Segment Start: GIVEN DATA

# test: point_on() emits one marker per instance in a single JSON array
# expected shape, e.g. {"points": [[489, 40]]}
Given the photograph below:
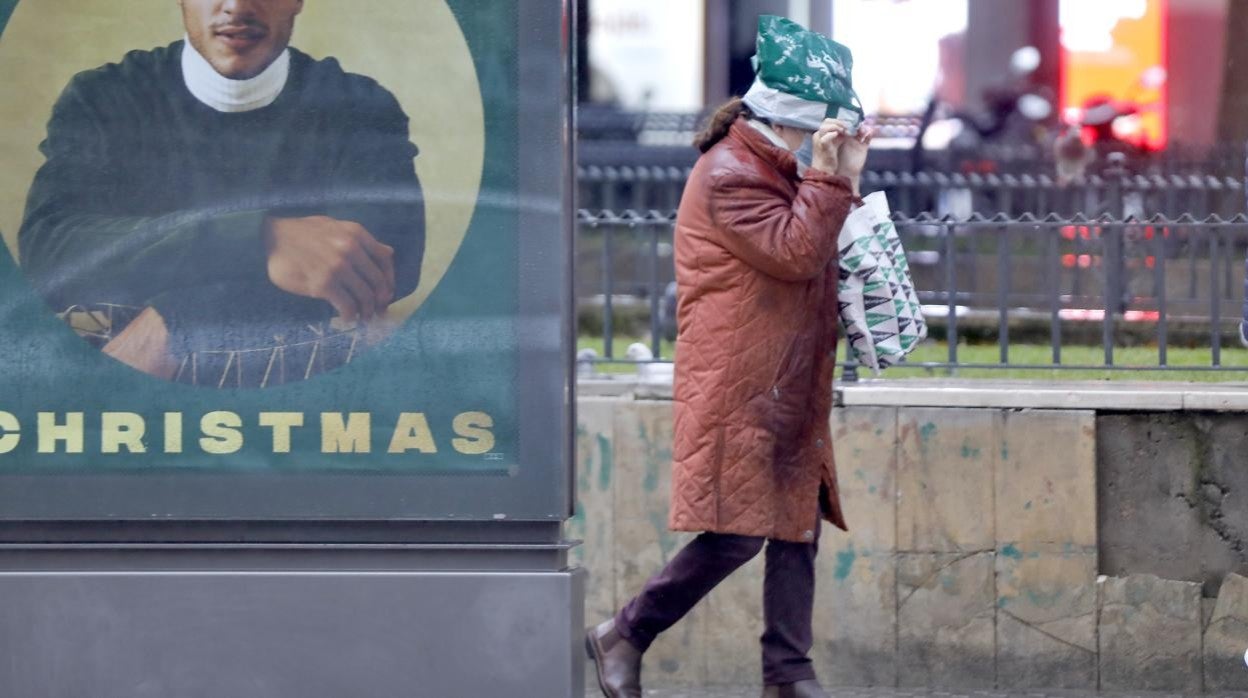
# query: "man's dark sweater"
{"points": [[150, 197]]}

Segment End: GIVEN DATA

**ASSIGNED TASK:** Only the pictures are to be left out; repeat everything else in the records above exactly.

**RESULT FOR THIS TASK:**
# test: point_on() emits one marker per instance in a single JSON array
# expected shape, e.g. {"points": [[489, 40]]}
Given the photograph below:
# query: "man's dark sweater"
{"points": [[150, 197]]}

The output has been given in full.